SELECTED EXCERPT

While workplace savings programs have traditionally focused on retirement, there has been a shift in recent years to facilitate employees’ changing financial priorities and savings journeys.

Benefits Canada’s 2025 Employee Savings Survey (formerly known as the CAP Member Survey) found three-quarters (73 per cent) of Canadian employees ranked paying for day-to-day expenses among their top three financial priorities, followed by mortgage or rent (60 per cent), personal non-mortgage debt such as credit cards (50 per cent), saving for retirement through personal or workplace savings plans (42 per cent), personal emergency funds (39 per cent) and savings for a specific purpose (36 per cent). Just 13 per cent said they’re very confident in their employer-sponsored capital accumulation plan.

Finances in good shape

Despite the economic backdrop, the survey also found nearly half (46 per cent) of respondents described their personal finances as excellent and a similar percentage (42 per cent) said their financial situation is better than the previous year, up slightly from 40 per cent in 2024.

Read: 25% of divorced, widowed women have less than one month of retirement savings: survey

While these findings are partly attributable to strong investment returns and minimal impacts of the U.S. trade war when the survey was fielded, inflation remains volatile, particularly when it comes to food and housing, said Jason Vary, president of Actuarial Solutions Inc., during a discussion of the results at the 2025 Employee Savings Summit. “[These findings] are good news [and] my sense is that people are definitely on edge, but no one’s in a full-blown panic quite yet.”

Also speaking during the event, Crystal Arnold, senior manager of workplace benefits and human resources projects at LifeLabs Inc., said this financial outlook may also have been shaped by Canadian employers’ increased focus on financial wellness resources during the coronavirus pandemic.

“Employees are saying they really place value on well-being offerings, which includes financial well-being, and employers are stepping up to really meet those expectations.

“It’s becoming more of a priority as well for employers to invest in these areas for [talent] attraction and retention. I think a key takeaway for plan sponsors would be to continue thinking creatively about how to support employees with these varied offerings that fulfill more of an immediate financial need in tandem with long-term retirement savings plans.”

Indeed, retirement (85 per cent) continued to top the list of Canadian employees’ financial goals for their workplace registered savings plan, but emergency funds (81 per cent) weren’t far behind, followed by life projects such as travel or a sabbatical (56 per cent), a home purchase (38 per cent), student loan repayment (13 per cent) and returning to school (seven per cent).

HOW TO COMPLETE THIS TASK
Answer these questions using the article on the 2025 Employee Savings Survey:
1. What percentage of respondents described their personal finances as excellent?
2. What is Crystal Arnold's role, and at which company?
3. What percentage of employees named emergency funds as a goal for their workplace registered savings plan?
The data that comes next has no connection to the article on employee savings.

Stored data entries:

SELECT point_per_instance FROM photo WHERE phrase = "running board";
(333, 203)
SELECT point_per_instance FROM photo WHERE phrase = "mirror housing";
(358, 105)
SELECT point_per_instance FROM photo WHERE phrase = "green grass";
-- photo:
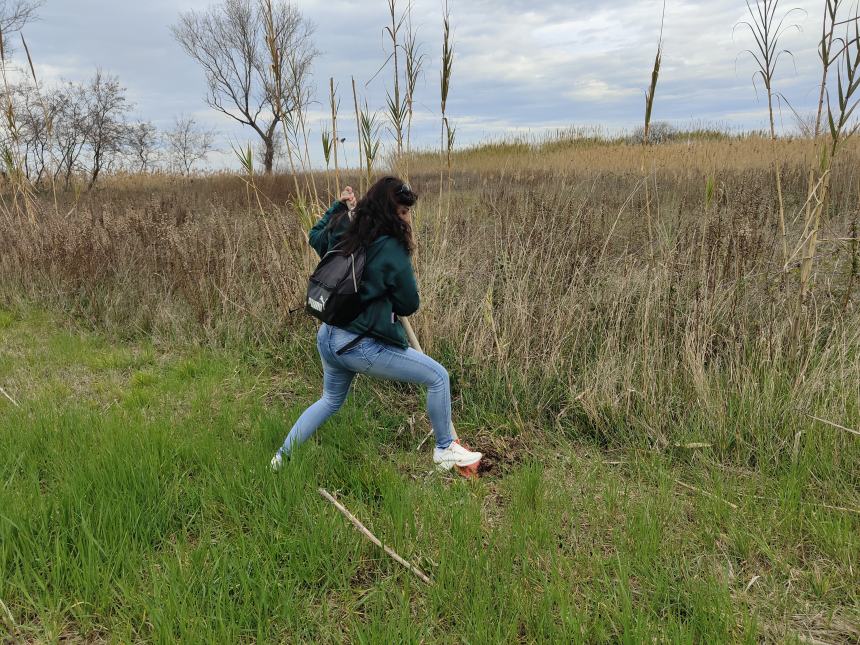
(135, 505)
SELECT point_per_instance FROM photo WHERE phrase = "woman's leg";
(414, 367)
(336, 383)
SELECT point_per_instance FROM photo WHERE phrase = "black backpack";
(333, 287)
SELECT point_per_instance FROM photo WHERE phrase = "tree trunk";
(269, 158)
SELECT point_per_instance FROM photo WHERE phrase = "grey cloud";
(519, 63)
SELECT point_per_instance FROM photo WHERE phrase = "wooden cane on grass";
(370, 536)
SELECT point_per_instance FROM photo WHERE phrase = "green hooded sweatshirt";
(388, 270)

EXERCISE OUTPUT
1. 46 per cent
2. Senior manager of workplace benefits and human resources projects at LifeLabs Inc.
3. 81 per cent